• [What the task asks] Collect each line from the rows below that contains the string "blue", and copy those lines out.

Extracted records:
<<<<

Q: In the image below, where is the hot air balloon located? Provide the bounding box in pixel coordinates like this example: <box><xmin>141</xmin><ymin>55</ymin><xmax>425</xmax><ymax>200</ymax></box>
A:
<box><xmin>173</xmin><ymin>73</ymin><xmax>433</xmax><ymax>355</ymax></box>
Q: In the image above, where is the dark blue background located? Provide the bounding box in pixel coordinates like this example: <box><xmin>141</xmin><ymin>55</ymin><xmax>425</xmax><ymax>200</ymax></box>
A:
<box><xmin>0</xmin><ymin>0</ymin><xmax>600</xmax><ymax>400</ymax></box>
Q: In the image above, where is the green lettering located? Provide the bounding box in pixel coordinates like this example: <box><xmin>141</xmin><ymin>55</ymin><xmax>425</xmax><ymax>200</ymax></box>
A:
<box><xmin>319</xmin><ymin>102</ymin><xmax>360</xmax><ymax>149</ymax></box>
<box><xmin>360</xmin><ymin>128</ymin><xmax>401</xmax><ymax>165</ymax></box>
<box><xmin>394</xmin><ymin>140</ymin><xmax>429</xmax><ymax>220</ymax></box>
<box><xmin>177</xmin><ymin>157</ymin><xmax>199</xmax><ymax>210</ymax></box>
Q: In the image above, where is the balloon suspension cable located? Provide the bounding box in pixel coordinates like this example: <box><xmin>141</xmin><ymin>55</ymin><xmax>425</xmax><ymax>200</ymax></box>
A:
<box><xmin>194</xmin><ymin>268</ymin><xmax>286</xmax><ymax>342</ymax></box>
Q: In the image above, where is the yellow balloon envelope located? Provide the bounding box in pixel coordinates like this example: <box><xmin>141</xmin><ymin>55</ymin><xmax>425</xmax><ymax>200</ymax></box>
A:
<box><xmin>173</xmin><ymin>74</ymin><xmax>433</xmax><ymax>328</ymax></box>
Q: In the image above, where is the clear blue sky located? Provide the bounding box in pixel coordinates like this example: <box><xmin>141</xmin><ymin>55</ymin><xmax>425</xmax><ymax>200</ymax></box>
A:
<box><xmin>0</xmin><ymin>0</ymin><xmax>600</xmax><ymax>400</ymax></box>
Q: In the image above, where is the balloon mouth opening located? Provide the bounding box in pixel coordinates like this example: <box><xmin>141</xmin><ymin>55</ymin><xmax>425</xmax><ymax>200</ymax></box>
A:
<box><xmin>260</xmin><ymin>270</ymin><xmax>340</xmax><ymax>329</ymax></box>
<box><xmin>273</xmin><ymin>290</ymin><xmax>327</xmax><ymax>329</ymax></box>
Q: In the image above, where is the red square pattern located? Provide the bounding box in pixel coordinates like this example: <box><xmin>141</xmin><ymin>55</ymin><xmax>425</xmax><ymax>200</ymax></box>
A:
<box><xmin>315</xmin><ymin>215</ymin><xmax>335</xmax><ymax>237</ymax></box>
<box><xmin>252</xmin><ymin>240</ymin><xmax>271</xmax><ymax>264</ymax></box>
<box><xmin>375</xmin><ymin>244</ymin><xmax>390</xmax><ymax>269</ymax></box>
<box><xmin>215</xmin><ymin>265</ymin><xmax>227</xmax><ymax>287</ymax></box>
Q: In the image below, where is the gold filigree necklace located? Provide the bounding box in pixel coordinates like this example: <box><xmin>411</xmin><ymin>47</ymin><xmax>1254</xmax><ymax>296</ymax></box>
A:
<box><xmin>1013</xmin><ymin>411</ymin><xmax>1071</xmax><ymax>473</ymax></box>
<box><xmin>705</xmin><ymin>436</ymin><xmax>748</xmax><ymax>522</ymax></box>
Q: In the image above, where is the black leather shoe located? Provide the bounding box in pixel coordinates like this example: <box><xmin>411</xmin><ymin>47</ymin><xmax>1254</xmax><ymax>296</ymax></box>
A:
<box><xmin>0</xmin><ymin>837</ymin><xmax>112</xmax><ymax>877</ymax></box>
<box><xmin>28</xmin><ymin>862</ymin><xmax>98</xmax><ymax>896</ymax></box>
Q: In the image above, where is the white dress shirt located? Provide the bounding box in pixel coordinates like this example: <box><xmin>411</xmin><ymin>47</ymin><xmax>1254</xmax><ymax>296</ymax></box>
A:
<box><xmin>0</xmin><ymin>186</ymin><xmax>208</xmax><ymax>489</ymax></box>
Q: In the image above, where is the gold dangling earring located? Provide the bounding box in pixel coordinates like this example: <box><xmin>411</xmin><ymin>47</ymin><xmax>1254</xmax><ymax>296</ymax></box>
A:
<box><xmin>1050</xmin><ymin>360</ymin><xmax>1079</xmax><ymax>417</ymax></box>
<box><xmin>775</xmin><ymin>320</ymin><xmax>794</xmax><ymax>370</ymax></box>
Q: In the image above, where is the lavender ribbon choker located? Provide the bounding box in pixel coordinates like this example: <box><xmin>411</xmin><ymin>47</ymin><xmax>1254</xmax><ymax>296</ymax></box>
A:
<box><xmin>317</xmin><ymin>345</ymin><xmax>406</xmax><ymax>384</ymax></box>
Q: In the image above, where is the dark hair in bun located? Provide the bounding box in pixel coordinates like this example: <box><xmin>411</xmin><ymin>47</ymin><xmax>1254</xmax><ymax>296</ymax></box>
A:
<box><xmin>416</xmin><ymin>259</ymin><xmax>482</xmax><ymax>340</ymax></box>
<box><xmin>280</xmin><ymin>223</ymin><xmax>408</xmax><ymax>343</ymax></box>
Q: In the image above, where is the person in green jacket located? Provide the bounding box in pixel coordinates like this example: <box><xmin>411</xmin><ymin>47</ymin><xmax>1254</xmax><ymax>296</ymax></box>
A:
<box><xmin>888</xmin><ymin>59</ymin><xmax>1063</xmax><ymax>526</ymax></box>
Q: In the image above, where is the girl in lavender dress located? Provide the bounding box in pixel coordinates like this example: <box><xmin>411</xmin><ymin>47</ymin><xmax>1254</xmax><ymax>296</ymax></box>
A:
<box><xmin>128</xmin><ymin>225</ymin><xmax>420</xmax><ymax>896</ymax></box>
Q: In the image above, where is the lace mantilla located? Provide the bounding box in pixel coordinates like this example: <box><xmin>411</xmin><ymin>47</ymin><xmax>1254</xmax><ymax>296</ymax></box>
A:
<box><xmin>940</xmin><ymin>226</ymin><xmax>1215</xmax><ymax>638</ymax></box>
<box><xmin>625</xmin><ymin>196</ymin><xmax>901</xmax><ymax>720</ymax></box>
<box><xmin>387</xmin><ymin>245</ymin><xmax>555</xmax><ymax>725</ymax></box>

>>>>

• [Final result]
Q: In the image above, where is the dark blue background located? Provide the bounding box in pixel coordinates like this example: <box><xmin>141</xmin><ymin>55</ymin><xmax>425</xmax><ymax>200</ymax></box>
Q: In the image above, where is the clear blue sky located? Provide the bounding box in pixel coordinates like this example: <box><xmin>141</xmin><ymin>55</ymin><xmax>425</xmax><ymax>200</ymax></box>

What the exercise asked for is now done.